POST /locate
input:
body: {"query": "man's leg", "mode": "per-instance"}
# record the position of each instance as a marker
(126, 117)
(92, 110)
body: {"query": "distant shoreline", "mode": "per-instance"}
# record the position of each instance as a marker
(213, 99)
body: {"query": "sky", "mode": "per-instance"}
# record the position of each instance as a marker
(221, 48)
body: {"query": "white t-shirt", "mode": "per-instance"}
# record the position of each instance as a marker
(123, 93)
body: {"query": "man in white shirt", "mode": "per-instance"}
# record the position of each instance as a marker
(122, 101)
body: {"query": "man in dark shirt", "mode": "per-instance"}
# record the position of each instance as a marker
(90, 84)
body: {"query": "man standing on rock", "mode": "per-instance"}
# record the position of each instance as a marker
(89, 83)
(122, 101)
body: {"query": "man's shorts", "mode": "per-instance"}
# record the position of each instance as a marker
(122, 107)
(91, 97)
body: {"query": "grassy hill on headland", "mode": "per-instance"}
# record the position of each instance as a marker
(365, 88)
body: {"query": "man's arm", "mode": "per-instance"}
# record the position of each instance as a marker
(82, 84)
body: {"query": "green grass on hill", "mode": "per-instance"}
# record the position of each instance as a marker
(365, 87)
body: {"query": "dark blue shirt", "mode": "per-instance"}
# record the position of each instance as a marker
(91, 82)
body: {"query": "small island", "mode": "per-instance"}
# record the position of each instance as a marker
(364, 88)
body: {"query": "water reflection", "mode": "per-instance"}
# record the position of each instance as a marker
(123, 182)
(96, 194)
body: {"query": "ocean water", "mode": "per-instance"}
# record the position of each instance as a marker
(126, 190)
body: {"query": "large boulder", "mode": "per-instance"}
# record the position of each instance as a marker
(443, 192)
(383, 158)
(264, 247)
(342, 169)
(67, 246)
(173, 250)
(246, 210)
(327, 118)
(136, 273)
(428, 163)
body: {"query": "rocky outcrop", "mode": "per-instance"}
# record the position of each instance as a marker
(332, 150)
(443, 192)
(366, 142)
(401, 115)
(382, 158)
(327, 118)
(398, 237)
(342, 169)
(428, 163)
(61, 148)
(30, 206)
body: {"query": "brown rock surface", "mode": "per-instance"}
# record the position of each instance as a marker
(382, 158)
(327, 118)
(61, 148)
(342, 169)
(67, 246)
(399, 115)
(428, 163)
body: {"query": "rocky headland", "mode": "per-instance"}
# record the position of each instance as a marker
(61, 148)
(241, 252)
======
**Exercise description:** Copy all the entries verbatim.

**Correct output:**
POST /locate
input:
body: {"query": "man's leg", "mode": "per-instance"}
# record the position of each instance as a marker
(126, 117)
(92, 110)
body: {"query": "distant shoreline", "mode": "per-instance"}
# record the position of each instance as a marker
(213, 99)
body: {"query": "sky", "mode": "per-instance"}
# record the position of each instance as a marker
(221, 48)
body: {"query": "white t-shirt", "mode": "per-instance"}
# record the position of each instance as a marker
(123, 93)
body: {"query": "man in white shirt", "mode": "per-instance"}
# record the position of each instance as a marker
(122, 101)
body: {"query": "man in dark shirt", "mode": "per-instance"}
# record the position of each instance as a marker
(90, 84)
body: {"query": "man standing on rock", "mode": "per-instance"}
# record the position of each instance as a marker
(89, 83)
(122, 101)
body: {"query": "man's shorts", "mode": "per-instance"}
# record the position of each instance as a marker
(122, 107)
(91, 97)
body: {"query": "grassy hill on headland", "mode": "per-instance"}
# record the position of each instance as a marker
(365, 88)
body: {"query": "man's arm", "mode": "per-instance"}
# record the position of each instance as a marker
(82, 84)
body: {"query": "green grass on hill", "mode": "per-instance"}
# record the position of each instance as a marker
(365, 87)
body: {"query": "dark blue shirt", "mode": "per-instance"}
# record the position of each instance as a marker
(91, 82)
body: {"query": "small island", "mode": "per-instance"}
# record the position of each instance as a marker
(364, 88)
body: {"query": "water reflection", "mode": "per-instance"}
# record the position of each instance as a marker
(123, 182)
(96, 194)
body: {"query": "ocean water", "mode": "per-instance"}
# record the position of each instance as a marker
(126, 190)
body: {"query": "large boulder", "mode": "per-instance"}
# record the position of each instance as a marker
(443, 192)
(383, 158)
(264, 247)
(342, 169)
(67, 246)
(173, 250)
(246, 210)
(327, 118)
(136, 273)
(428, 163)
body: {"query": "rocky outcrop", "mode": "per-instance"}
# record the position of each instance as a marker
(332, 150)
(443, 192)
(366, 142)
(401, 115)
(382, 158)
(327, 118)
(398, 237)
(342, 169)
(428, 163)
(61, 148)
(30, 206)
body: {"query": "brown rock surface", "mode": "per-instance"}
# record the position of each instance as a marker
(382, 158)
(327, 118)
(61, 148)
(342, 169)
(67, 246)
(399, 115)
(428, 163)
body: {"query": "rocky headland", "mode": "per-instance"}
# record the position of each instance as a marker
(61, 148)
(241, 252)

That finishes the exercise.